The output is the lines below from the one with "Point to the street light" through the one with "Point to the front wheel", both included, printed exactly and with no other line.
(Beginning of RECORDS TO PROCESS)
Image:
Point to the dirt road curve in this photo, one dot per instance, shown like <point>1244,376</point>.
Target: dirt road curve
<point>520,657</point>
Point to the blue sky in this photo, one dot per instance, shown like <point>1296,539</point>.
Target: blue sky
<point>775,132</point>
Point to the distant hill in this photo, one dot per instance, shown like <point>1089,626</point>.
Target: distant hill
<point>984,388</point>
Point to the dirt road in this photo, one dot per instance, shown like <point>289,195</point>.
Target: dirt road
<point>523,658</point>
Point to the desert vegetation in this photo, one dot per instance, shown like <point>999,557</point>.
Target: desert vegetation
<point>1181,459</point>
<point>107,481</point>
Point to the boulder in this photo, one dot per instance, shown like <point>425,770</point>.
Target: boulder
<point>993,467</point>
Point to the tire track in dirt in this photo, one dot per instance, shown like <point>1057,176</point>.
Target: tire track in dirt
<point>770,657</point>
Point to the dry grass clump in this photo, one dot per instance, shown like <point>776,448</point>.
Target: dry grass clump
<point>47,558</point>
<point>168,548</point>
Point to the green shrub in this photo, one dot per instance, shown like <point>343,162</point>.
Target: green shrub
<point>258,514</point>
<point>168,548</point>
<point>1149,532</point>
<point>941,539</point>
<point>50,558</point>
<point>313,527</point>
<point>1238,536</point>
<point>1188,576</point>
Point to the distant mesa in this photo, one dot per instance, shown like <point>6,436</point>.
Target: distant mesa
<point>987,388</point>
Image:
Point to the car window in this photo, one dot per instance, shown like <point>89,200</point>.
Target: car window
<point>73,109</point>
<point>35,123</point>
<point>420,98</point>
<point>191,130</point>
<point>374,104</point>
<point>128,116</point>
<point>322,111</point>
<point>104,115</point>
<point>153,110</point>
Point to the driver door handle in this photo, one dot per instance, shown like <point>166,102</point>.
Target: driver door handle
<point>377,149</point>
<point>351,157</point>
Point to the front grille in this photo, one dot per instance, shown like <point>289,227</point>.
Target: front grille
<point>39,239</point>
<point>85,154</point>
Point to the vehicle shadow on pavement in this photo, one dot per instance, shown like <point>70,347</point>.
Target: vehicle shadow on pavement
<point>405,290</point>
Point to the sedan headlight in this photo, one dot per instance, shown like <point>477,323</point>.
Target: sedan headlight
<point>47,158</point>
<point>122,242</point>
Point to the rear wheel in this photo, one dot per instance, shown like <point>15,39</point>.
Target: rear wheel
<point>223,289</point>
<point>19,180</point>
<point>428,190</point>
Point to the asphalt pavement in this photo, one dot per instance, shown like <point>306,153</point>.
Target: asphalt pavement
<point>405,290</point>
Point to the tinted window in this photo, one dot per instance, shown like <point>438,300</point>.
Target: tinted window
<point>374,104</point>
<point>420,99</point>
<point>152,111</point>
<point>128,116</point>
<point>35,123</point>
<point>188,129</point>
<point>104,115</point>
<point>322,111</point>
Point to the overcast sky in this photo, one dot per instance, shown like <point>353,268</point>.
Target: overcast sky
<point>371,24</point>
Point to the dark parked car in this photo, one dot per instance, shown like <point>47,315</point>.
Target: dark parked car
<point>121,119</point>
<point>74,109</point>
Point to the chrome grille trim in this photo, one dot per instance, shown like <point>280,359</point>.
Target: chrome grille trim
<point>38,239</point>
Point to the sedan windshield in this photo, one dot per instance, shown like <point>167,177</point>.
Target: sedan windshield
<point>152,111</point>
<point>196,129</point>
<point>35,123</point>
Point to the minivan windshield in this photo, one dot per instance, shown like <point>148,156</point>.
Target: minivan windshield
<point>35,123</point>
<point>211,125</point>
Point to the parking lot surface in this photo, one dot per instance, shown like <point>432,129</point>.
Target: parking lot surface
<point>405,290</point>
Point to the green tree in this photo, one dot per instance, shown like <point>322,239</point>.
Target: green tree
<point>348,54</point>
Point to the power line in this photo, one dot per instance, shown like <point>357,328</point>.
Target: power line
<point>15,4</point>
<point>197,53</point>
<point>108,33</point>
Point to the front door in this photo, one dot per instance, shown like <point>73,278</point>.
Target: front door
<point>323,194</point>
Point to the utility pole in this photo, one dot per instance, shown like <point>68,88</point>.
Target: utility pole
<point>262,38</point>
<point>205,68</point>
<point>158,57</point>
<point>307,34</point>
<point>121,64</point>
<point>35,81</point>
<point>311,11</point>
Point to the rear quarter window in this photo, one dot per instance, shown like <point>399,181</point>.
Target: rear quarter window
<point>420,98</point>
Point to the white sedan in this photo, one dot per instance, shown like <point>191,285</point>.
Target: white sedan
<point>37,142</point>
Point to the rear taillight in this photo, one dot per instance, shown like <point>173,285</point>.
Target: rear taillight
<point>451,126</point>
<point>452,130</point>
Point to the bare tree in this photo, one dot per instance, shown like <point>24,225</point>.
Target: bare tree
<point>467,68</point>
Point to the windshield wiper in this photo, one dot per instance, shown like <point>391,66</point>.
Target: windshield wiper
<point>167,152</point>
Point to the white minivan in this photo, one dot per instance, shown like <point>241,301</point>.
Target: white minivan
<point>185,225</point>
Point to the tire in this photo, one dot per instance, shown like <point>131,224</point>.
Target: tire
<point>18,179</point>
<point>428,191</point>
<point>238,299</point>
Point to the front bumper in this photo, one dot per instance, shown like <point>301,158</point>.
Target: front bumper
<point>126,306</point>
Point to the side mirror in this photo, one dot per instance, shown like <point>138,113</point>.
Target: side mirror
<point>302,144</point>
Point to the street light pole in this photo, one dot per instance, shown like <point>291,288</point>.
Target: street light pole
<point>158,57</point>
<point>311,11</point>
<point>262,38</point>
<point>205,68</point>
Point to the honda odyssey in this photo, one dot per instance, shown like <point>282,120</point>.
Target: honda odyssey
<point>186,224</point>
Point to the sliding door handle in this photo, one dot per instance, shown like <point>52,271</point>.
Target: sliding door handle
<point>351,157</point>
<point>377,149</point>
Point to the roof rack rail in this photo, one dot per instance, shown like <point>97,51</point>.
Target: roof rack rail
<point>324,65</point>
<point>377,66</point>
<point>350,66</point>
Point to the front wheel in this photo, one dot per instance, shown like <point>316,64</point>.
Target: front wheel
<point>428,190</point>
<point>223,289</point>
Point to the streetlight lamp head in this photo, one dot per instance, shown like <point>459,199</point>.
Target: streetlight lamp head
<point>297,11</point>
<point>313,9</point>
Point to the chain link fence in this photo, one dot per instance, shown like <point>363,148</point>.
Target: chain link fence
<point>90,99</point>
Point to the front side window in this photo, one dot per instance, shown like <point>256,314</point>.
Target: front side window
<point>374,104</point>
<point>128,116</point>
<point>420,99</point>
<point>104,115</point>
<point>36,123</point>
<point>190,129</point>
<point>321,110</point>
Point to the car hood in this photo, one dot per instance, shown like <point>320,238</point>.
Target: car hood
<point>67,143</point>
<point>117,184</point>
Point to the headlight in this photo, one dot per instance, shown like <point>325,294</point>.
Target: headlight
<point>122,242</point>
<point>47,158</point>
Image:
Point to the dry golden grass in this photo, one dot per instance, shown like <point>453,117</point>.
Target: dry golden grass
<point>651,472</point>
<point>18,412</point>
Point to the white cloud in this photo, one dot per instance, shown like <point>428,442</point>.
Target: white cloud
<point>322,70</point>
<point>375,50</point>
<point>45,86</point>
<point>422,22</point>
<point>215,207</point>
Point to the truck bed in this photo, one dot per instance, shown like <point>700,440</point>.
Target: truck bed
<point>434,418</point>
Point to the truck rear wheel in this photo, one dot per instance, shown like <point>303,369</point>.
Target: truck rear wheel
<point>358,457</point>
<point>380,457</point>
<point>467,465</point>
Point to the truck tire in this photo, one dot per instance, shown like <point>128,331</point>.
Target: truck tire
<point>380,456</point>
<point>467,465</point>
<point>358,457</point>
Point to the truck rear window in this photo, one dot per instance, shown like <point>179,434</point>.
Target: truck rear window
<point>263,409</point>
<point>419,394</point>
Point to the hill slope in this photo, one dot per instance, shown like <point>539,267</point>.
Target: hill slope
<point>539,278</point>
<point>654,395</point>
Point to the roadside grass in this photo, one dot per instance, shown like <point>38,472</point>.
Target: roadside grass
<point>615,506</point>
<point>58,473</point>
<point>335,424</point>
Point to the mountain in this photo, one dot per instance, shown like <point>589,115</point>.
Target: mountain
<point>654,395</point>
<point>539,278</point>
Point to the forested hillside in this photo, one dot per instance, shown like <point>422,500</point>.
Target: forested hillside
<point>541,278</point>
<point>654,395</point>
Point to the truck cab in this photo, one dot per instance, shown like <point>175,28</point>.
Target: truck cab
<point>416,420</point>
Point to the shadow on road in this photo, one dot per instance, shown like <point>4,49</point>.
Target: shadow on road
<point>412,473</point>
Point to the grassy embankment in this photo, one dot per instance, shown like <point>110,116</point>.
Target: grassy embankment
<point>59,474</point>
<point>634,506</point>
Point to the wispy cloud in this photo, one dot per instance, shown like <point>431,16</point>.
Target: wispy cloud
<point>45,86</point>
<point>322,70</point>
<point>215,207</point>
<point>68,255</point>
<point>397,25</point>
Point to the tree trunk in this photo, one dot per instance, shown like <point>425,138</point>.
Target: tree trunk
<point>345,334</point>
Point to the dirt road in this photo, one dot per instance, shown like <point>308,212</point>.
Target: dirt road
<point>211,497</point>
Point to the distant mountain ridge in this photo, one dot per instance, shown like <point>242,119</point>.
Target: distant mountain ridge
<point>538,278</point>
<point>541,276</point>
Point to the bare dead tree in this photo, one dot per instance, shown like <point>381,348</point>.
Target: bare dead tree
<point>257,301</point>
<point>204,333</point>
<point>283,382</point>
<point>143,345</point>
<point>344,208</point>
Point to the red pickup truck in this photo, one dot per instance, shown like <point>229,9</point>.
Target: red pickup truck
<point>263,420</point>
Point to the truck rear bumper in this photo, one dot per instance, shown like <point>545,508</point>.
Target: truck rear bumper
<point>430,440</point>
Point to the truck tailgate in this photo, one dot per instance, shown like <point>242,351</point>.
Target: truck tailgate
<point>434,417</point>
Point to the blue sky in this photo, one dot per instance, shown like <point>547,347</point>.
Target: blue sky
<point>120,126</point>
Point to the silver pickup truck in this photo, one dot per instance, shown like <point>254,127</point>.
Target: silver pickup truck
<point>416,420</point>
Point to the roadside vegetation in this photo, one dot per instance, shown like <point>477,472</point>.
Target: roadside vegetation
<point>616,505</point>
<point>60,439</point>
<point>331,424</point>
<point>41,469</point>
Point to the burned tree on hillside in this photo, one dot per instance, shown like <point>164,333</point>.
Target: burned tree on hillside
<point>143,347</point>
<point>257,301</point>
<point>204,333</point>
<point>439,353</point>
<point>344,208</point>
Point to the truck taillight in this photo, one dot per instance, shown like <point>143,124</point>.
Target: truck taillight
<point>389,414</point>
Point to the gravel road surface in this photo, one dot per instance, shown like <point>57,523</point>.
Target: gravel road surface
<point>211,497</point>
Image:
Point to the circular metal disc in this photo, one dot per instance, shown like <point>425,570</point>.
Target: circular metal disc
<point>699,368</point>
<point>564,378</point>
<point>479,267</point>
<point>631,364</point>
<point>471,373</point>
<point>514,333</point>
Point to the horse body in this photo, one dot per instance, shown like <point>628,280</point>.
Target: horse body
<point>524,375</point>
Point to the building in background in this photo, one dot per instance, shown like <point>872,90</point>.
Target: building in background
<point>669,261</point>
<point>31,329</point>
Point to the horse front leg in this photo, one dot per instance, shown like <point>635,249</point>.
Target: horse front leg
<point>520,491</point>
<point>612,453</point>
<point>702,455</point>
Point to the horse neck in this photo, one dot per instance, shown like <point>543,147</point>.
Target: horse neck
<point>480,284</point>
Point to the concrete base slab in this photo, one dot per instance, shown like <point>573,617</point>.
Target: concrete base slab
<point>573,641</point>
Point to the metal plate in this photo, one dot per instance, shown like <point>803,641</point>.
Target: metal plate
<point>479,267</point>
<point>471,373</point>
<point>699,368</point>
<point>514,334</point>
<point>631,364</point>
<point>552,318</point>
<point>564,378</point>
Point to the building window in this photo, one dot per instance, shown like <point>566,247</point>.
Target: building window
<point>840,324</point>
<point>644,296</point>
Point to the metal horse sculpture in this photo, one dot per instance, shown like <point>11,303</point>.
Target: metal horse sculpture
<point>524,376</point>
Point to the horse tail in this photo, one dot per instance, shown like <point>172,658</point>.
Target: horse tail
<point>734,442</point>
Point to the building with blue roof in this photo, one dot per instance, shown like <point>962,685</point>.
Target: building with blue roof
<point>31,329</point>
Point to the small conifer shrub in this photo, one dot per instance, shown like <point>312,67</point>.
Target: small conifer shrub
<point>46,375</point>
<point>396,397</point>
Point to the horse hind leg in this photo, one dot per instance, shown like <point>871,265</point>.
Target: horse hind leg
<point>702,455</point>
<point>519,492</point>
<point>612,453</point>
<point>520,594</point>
(End of RECORDS TO PROCESS)
■ SOLUTION BELOW:
Point to the street light pole in this photo, one dot per instance, shown like <point>291,288</point>.
Target: street light pole
<point>158,57</point>
<point>311,11</point>
<point>262,38</point>
<point>205,68</point>
Point to the honda odyssey in this photo, one dot per instance, shown like <point>282,120</point>.
Target: honda odyssey
<point>186,224</point>
Point to the sliding door handle in this photo, one dot per instance, shown like <point>52,271</point>.
Target: sliding door handle
<point>351,157</point>
<point>377,149</point>
Point to the roof rack rail in this photo, one dot per instance, shown like <point>97,51</point>.
Target: roof rack rail
<point>324,65</point>
<point>377,66</point>
<point>350,66</point>
Point to the front wheel in this photo, one dot per instance, shown like <point>316,64</point>.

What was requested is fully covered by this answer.